#### Tasks and exercises:
A) Copy the bailout text below word for word, starting at "Of course, they" and ending at "OUR -- money?".
B) In the bailout text below, how large a surplus was George W. Bush handed when Bill Clinton left office?

(Document extract)

Of course, they are not going to do that -- at least not voluntarily. George W. Bush was handed a $127 billion surplus when Bill Clinton left office. Because that money was OUR money and not HIS, he did what the rich prefer to do -- spend it and never look back. Now we have a $9.5 trillion debt that will take seven generations from which to recover. Why -- on --earth – did -- our -- "representatives" -- give -- these -- robber -- barons -- $US850 BILLION -- of – OUR -- money?
Last week, proposed my own bailout plan. My suggestions, listed below, were predicated on the singular and simple belief that the rich must pull themselves up by their own platinum bootstraps. Sorry, fellows, but you drilled it into our heads one too many times: THERE...IS...NO…FREE... LUNCH ~ PERIOD! And thank you for encouraging us to hate people on welfare! So, there should have been NO HANDOUTS FROM US TO YOU! Last Friday, after voting AGAINST this BAILOUT, in an unprecedented turn of events, the House FLIP-FLOPPED their "No" Vote & said "Yes", in a rush version of a "bailout" bill vote. IN SPITE OF THE PEOPLE'S OVERWHELMING DISAPPROVAL OF THIS BAILOUT BILL... IN SPITE OF MILLIONS OF CALLS FROM THE PEOPLE CRASHING WASHINGTON "representatives'" PHONE LINES...IN SPITE OF CRASHING OUR POLITICIAN'S WEBSITES...IN SPITE OF HUNDREDS OF THOUSANDS OF PEOPLE PROTESTING AROUND THE COUNTRY... THEY VOTED FOR THIS BAILOUT! The People first succeeded on Monday with the House, but failed do it with the Senate and then THE HOUSE TURNED ON US TOO!
It is clear, though, we cannot simply continue protesting without proposing exactly what it is we think THESE IDIOTS should/'ve do/one. So, after consulting with a number of people smarter than Phil Gramm, here’s the proposal, now known as "Mike's Rescue Plan." (From Michael Moore's Bailout Plan) It has 10 simple, straightforward points. They are that you DIDN'T, BUT SHOULD'VE:
1. APPOINTED A SPECIAL PROSECUTOR TO CRIMINALLY INDICT ANYONE ON WALL STREET WHO KNOWINGLY CONTRIBUTED TO THIS COLLAPSE. Before any new money was expended, Congress should have committed, by resolution, to CRIMINALLY PROSECUTE ANYONE who had ANYTHING to do with the attempted SACKING OF OUR ECONOMY. This means that anyone who committed insider trading, securities fraud or any action that helped bring about this collapse should have and MUST GO TO JAIL! This Congress SHOULD HAVE called for a Special Prosecutor who would vigorously go after everyone who created the mess, and anyone else who attempts to scam the public in future. (I like Elliot Spitzer ~ so, he played a little hanky-panky...Wall Street hates him & this is a GOOD thing.)
2. THE RICH SHOULD HAVE PAID FOR THEIR OWN BAILOUT! They may have to live in 5 houses instead of 7. They may have to drive 9 cars instead of 13. The chef for their mini-terriers may have to be reassigned. But there is no way in hell, after forcing family incomes to go down more than $2,000 dollars during the Bush years, that working people and the middle class should have to fork over one dime to underwrite the next yacht purchase.
If they truly needed the $850 billion they say they needed, well, here is an easy way they could have raised it:
a) Every couple makeing over a million dollars a year and every single taxpayer who makes over $500,000 a year should pay a 10% surcharge tax for five years. (It's the Senator Sanders plan. He's like Colonel Sanders, only he's out to fry the right chickens.) That means the rich would have still been paying less income tax than when Carter was president. That would have raise a total of $300 billion.

(End Document extract)
(Extracted information)

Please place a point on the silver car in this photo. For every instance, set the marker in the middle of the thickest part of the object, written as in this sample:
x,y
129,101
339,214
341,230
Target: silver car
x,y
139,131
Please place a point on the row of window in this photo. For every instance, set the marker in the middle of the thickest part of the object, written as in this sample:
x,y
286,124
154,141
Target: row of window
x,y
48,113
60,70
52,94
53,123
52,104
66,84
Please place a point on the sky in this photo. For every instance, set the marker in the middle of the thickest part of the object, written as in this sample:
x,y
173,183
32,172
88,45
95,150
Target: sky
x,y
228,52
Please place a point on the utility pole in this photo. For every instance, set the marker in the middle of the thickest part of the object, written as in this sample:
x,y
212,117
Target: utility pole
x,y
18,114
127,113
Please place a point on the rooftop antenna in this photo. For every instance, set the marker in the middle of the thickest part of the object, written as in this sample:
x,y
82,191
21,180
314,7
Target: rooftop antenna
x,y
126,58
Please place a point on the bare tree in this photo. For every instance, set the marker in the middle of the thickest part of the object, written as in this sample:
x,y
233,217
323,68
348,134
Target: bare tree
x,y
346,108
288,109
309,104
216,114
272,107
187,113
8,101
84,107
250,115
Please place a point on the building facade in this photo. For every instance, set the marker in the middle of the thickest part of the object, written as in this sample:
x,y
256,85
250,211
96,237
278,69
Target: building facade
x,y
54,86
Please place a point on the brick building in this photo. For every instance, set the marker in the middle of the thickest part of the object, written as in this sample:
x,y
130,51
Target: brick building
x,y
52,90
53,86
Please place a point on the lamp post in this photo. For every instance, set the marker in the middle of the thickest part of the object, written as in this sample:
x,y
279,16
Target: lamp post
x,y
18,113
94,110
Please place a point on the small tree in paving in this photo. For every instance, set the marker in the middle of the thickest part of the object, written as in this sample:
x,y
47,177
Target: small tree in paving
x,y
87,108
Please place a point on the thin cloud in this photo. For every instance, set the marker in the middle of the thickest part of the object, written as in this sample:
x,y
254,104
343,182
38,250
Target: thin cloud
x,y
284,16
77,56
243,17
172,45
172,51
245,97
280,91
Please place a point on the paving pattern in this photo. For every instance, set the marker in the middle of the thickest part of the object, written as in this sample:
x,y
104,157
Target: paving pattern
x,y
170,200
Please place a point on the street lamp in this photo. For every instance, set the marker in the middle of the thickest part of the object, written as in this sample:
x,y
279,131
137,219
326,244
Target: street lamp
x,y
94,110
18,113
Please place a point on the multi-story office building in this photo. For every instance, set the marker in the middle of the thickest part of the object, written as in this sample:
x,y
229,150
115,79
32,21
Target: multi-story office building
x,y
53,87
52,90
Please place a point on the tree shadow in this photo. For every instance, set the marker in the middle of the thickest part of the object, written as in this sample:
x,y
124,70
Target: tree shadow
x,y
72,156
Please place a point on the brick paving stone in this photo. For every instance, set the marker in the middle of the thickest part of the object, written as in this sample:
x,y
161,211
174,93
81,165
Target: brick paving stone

(End Extracted information)

#### Exercise solutions:
A)
Of course, they are not going to do that -- at least not voluntarily. George W. Bush was handed a $127 billion surplus when Bill Clinton left office. Because that money was OUR money and not HIS, he did what the rich prefer to do -- spend it and never look back. Now we have a $9.5 trillion debt that will take seven generations from which to recover. Why -- on --earth – did -- our -- "representatives" -- give -- these -- robber -- barons -- $US850 BILLION -- of – OUR -- money?

B) A $127 billion surplus.